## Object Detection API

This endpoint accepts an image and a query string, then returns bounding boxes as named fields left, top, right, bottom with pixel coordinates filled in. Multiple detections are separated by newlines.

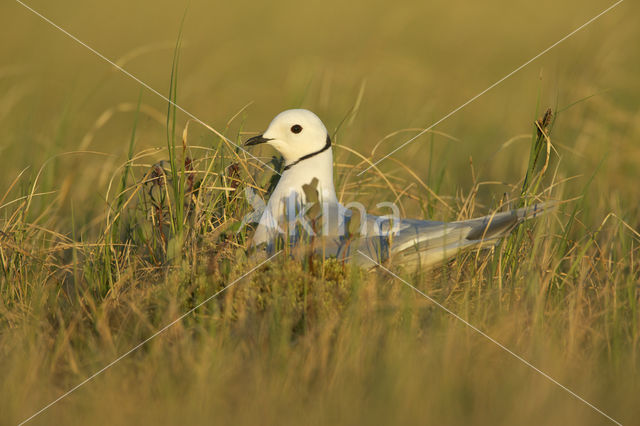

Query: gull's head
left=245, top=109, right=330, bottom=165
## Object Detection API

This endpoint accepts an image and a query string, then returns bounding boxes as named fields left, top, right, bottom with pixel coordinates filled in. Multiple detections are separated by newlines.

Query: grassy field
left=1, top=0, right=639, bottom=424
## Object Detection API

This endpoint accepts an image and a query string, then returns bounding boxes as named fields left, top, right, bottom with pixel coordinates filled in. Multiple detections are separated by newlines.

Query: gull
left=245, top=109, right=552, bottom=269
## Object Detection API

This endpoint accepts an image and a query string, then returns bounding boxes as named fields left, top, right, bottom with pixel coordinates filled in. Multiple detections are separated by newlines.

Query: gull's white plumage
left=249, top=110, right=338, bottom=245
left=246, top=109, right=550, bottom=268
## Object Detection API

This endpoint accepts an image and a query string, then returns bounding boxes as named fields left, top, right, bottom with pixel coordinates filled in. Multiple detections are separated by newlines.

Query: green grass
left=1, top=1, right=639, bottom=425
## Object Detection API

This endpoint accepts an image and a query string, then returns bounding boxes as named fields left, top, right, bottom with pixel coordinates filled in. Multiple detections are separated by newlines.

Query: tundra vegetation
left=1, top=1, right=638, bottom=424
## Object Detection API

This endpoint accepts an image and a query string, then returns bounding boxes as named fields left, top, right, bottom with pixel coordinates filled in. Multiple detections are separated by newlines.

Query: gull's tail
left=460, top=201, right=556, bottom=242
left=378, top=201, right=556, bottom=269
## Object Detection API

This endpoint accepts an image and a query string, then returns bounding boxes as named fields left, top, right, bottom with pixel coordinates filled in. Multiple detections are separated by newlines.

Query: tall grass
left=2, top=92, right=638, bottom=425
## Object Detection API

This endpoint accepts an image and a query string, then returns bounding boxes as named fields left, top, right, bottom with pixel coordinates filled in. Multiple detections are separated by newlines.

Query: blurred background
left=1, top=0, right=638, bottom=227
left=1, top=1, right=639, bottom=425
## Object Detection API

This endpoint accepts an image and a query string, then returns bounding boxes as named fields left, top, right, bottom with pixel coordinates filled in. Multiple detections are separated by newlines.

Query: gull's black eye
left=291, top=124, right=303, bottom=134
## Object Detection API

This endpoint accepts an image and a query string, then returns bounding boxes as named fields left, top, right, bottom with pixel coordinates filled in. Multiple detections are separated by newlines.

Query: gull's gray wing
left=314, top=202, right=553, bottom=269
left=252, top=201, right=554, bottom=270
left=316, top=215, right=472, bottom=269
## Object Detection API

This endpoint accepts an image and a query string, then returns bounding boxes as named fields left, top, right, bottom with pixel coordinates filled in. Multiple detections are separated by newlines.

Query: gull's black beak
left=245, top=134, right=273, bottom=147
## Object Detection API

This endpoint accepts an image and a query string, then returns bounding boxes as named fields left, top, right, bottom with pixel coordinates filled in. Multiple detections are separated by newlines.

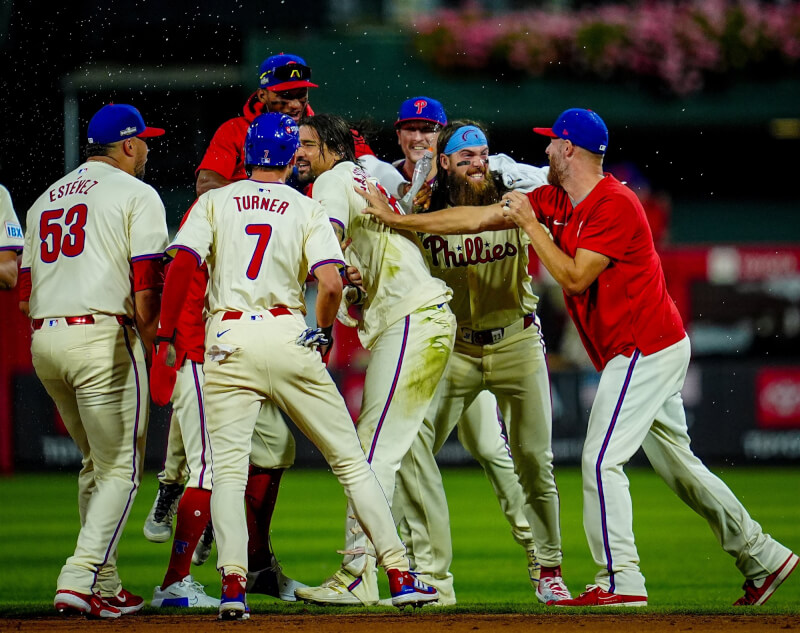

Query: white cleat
■ ■ ■ ■ ■
• **Task prompt**:
The data above should be restated exactly, with its images dropped.

• **Solution for this problem**:
## Object Detection API

This endpoint accepts an image and a query string, then returns bounding boxes as named fields left, top, right, bottom with pixel coordinates filled in. Multiple detections are separated by newlines.


Query: gull's head
left=245, top=109, right=330, bottom=165
## Object Detection API

This endpoint accepts an image and a query string, then returns bounding boxes as named fields left, top, right, bottom with pixel coordinates filled in. Multiple detections are separated by newlines.

Query: grassy field
left=1, top=0, right=639, bottom=424
## Object Detection API

This endpoint accepts an image and a query string, then returns bounding boxes as named fields left, top, right, bottom with pixel coordinates filled in. Multiple detections are separated by newlines.

Query: gull
left=245, top=109, right=552, bottom=269
## Object Detection API

This endpoint accepts an image and a query string, then returns bounding boxes as named fields left, top, right, bottom with pixel coordinates filled in. Multiple detections are separated by newlines.

Query: gull's white plumage
left=249, top=110, right=338, bottom=245
left=246, top=109, right=550, bottom=268
## Object Detection API

This endpoint accepts an image and a query string, then returns bounding boxes as named fields left, top, right, bottom with pixel coordinates filled in. Multiple detections are separated by newlines.

Query: green grass
left=1, top=1, right=639, bottom=425
## Object Detection API

This endpoint accepts an image and a query string, then returns bounding boxes as named fields left, top, right, bottom with pixel coordinates filled in. Multiple detections are separated by newlines.

Query: tundra vegetation
left=1, top=1, right=638, bottom=424
## Object Detection API

This endpoint accepts an image and a query string, then returns bounding boxes as named fields left, top, right, bottom with pixel coordinates filled in. Multiple detections are separated by newlines.

Query: gull's tail
left=460, top=201, right=556, bottom=242
left=378, top=201, right=556, bottom=269
## Object Detection API

This endpoint accepts an image and a query string, then returns bounding boxes as named fields left, top, right, bottom with pixel coordinates filled in. Multiple detections are separated by newlines.

Query: tall grass
left=2, top=92, right=638, bottom=425
## Object Detection API

This endpoint accepts an image and a query string, then returns bounding boxes as named fields left, top, right, bottom with pixel coordinates filled in. Multiple detections are separated by newlines.

Query: blurred background
left=1, top=0, right=638, bottom=227
left=1, top=1, right=639, bottom=425
## Object Detection API

This endpoint accepts an image and a query string, then returns bounding boxes as named fields left, top, right, bottom with pixel coordinates filled in. Multiple detections are separated by newlines.

Query: gull's black eye
left=291, top=124, right=303, bottom=134
## Object Detection API

This endpoint accepts an image and a query string, then returns bounding boxes as named fields left, top, right, bottom with pixel coordinates filled in. Multiple detections are separated by newlines.

Query: gull's gray wing
left=314, top=202, right=553, bottom=269
left=252, top=201, right=554, bottom=270
left=316, top=215, right=472, bottom=269
## Object Detection API

This endpoint accepts an image and a query string, then returns bounding boxes as named fields left, top, right, bottom with pixel coordinates filled in. Multiple detections are separated by newlines.

Query: gull's black beak
left=245, top=134, right=273, bottom=147
## Object Detection API

This endpoint accepts an image and a query string, then returns bounding boxes as named fields left, top, right, bottom with pixel coordinates filled in. Multiple detections are separated by newlines.


Query: white cleat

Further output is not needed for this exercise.